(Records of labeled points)
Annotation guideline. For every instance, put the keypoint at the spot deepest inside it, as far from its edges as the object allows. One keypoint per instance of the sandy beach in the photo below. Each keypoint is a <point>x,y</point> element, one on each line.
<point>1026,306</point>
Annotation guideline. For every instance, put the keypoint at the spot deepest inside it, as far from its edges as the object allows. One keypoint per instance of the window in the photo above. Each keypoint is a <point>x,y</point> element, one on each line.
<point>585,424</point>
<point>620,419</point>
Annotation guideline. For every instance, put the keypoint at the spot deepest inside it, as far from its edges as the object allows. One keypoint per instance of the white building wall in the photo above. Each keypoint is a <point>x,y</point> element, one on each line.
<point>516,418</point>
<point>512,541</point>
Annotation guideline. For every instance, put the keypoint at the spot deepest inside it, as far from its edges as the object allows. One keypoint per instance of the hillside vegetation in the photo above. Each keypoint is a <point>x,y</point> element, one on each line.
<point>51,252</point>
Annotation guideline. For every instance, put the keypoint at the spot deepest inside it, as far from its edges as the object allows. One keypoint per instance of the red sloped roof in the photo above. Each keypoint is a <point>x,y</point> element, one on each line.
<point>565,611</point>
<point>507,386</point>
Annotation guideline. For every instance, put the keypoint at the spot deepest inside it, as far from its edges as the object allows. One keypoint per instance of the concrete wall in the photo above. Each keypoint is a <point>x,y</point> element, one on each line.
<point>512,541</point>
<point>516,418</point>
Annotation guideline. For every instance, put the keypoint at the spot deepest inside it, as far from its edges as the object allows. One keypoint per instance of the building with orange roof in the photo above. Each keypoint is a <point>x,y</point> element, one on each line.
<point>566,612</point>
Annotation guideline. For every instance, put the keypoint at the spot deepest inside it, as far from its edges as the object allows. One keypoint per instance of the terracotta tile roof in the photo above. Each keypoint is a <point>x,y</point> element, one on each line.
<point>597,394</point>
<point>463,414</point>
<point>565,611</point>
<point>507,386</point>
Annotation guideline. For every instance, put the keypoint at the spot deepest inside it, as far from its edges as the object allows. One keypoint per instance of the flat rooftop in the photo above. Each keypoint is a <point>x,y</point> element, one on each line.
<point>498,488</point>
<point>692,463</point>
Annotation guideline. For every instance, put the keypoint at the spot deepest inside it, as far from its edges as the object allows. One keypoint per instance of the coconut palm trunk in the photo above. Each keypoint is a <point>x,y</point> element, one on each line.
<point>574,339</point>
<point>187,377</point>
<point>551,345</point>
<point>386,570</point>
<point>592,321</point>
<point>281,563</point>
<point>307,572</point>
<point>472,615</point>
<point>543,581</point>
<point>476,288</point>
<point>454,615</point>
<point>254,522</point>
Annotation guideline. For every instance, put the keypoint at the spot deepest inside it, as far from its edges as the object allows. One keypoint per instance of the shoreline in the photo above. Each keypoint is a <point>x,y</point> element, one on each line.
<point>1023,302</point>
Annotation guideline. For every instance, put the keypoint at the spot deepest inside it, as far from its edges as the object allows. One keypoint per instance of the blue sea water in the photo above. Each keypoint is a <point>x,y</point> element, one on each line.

(GIVEN EXERCISE): Swap "keypoint" for "marker" everywhere in the items above. Keep everything else the same.

(COMPLETE RESPONSE):
Annotation guideline. For every instance, put the marker at the spot deepest inside it, as far from its edges as the object allows. One marker per instance of the sandy beach in the photo below. Each marker is a <point>x,y</point> element, one on each line.
<point>1026,306</point>
Annotation guideline. For every instance, put the marker at the spot deepest inside it, as far from its edges as the object allows. One marker per instance of the window in the photo above. Each marker is a <point>x,y</point> element, one on each line.
<point>585,424</point>
<point>620,419</point>
Annotation guideline. For every instance, put the marker at the spot deepest inside it, as far from its edges as the object allows. One marker per instance of the white building wall in the photo above. Each marker is a <point>x,y</point> element, one on each line.
<point>516,418</point>
<point>512,541</point>
Annotation guideline. For every instance, put the marker at the spot deepest inside it, as far from its edges as the object allows. One marker per instance of the hillside vegetation in the photo above. Each marker is a <point>x,y</point> element, one on each line.
<point>51,252</point>
Annotation guideline. For every instance, put the marker at the spot deepest inside it, as far from its edges as the object allows. One marker per instance of the red sloped roof in the photo above. Each marker is a <point>x,y</point> element, one on each line.
<point>565,611</point>
<point>507,386</point>
Annotation guideline. For every instance, put the marker at the spot deepest inside it, as far from its edges as the object allows. One marker per instance of the concrete wall in the photo above. Each marker is a <point>x,y</point> element, one on each line.
<point>512,541</point>
<point>516,418</point>
Annotation guideline. For every instance, put the marker at the spot deepest inside it, as far from its edges as the object allows. One marker per instance of the building with orange roof in the photo above. Each marker is a <point>x,y</point> element, one on each line.
<point>566,612</point>
Annotation guideline. For every instance, put the marker at the spot deepest inside it, as far from its edges as the object allows. One marker per instance of the terracotta tile roof in the photo above. Each marker is a <point>x,y</point> element, one on each line.
<point>597,394</point>
<point>463,414</point>
<point>565,611</point>
<point>507,386</point>
Annotation guideline. For every instance, put the marker at the spot deepest inside it, as far from its edges as the object allows. One marker per instance of the flat rooftop in the photo above. Each marker is a <point>x,y</point> element, one on each line.
<point>498,488</point>
<point>692,463</point>
Annotation guideline. For every instance, put the marker at the spot deepest inside it, as far from its edges as the object allows. One marker per instance of the coconut palm trunk in the photo above. Each marker is a <point>x,y</point> element, one on each line.
<point>574,339</point>
<point>187,377</point>
<point>551,345</point>
<point>386,570</point>
<point>592,321</point>
<point>281,563</point>
<point>307,572</point>
<point>472,615</point>
<point>543,581</point>
<point>476,288</point>
<point>454,615</point>
<point>254,522</point>
Annotation guideline. For every instance, put the marker at the spot deepest inside it, as far from its edges as the object allows. One marker per instance of the shoreline in the photo above. Each marker is a <point>x,y</point> element, one on each line.
<point>1023,302</point>
Annotation guideline. For every instance, put the marker at the spot deepest inside it, as far from its edges as the object allows. One marker per instance of the blue sea water in the photo above. Each marker is a <point>x,y</point> element, one on each line.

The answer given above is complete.